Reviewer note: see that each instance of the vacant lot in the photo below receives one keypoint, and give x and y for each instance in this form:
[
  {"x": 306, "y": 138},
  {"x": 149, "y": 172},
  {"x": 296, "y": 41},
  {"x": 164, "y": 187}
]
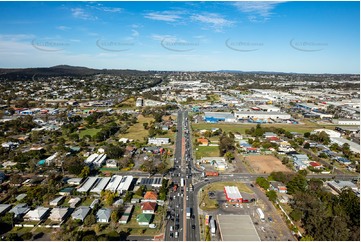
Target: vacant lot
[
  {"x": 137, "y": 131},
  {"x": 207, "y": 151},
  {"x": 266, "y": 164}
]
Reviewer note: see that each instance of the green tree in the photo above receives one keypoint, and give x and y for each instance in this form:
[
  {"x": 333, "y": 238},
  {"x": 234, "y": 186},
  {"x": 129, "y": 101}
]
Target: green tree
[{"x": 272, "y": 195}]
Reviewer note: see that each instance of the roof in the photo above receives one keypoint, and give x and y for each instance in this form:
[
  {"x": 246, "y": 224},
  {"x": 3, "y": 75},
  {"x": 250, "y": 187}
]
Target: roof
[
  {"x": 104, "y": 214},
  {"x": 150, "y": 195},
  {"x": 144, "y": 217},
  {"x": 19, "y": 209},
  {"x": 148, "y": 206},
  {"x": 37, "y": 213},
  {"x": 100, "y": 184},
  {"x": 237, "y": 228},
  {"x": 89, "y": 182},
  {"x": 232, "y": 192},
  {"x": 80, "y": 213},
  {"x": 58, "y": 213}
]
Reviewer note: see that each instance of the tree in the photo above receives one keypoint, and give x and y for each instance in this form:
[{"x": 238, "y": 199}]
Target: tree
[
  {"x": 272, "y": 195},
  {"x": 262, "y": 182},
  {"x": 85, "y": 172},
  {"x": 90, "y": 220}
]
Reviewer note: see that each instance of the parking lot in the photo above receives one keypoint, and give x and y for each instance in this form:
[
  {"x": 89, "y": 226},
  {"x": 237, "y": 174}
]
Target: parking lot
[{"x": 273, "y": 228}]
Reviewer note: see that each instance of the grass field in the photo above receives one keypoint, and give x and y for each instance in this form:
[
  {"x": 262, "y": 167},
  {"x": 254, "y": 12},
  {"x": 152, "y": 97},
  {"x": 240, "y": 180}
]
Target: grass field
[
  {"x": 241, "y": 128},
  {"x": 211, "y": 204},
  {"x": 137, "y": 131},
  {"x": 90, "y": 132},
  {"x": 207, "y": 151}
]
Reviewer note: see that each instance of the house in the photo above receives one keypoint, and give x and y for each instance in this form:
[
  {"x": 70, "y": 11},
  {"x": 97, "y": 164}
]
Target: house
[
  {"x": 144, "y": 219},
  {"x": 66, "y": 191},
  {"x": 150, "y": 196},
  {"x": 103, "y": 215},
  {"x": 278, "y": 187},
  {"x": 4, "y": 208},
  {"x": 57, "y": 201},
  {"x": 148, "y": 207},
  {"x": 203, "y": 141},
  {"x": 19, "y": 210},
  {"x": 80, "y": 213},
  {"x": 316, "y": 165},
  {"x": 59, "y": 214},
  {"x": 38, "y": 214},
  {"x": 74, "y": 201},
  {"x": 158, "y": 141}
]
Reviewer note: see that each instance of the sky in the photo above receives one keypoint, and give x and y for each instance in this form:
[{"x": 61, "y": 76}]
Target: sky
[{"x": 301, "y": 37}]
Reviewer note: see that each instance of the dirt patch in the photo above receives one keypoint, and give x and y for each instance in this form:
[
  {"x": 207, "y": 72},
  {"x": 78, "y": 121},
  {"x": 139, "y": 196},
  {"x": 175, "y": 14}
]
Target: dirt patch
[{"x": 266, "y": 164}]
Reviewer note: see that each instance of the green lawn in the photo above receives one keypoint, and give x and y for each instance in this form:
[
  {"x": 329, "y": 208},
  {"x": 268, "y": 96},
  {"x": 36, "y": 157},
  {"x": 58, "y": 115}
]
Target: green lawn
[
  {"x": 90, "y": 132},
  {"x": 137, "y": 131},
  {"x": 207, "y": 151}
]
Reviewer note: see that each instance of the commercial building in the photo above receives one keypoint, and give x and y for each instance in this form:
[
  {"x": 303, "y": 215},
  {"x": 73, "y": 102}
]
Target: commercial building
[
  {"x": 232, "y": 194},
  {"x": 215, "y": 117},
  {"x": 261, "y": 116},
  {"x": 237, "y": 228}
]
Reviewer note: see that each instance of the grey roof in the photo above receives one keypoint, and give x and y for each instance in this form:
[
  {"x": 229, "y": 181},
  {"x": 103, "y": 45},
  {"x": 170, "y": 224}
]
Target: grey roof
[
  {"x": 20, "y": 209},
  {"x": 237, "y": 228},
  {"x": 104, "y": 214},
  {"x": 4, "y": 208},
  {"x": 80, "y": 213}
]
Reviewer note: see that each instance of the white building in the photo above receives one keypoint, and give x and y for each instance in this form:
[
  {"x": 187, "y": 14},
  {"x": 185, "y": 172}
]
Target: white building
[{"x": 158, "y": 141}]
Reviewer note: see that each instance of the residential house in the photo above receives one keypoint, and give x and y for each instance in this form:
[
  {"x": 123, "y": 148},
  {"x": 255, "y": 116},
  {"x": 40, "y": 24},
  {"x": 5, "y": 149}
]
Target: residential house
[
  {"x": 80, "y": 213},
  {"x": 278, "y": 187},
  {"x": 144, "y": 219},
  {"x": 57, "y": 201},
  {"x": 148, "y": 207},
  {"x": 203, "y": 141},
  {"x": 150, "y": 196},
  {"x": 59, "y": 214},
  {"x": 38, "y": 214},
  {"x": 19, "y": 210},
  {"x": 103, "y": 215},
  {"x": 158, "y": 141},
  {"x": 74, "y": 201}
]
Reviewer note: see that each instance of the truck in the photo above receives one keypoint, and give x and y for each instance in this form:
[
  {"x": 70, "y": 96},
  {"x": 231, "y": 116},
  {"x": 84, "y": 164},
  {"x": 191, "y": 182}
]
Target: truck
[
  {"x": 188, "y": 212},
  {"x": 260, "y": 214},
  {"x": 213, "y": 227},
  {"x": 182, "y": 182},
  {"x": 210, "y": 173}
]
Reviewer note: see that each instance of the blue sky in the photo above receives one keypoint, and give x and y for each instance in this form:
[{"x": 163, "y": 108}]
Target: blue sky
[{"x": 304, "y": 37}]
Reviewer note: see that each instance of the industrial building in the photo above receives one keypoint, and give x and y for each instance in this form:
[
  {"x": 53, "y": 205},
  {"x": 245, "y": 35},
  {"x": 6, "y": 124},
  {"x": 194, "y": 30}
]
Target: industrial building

- - - - - - -

EXERCISE » Quote, without any change, each line from the one that contains "Reviewer note: see that each instance of the truck" through the end of the material.

FINISHED EXERCISE »
Reviewer note: see that each instance of the truck in the photo above receives one keypoint, and give x and y for each instance in this form:
[
  {"x": 70, "y": 96},
  {"x": 231, "y": 116},
  {"x": 84, "y": 164},
  {"x": 191, "y": 182}
]
Target: truck
[
  {"x": 188, "y": 212},
  {"x": 260, "y": 214},
  {"x": 213, "y": 227},
  {"x": 182, "y": 182},
  {"x": 210, "y": 173}
]
Reviewer note: see that each instance of the blue sky in the photo above receives one keypoint, and give x and y for each instance in this form:
[{"x": 163, "y": 108}]
Target: blue sky
[{"x": 304, "y": 37}]
Reviewer note: see that each instance of the industrial building in the photo above receives one keypoint, and give x and y for each instance in this form:
[
  {"x": 53, "y": 205},
  {"x": 245, "y": 35},
  {"x": 6, "y": 124},
  {"x": 194, "y": 30}
]
Target: industrial building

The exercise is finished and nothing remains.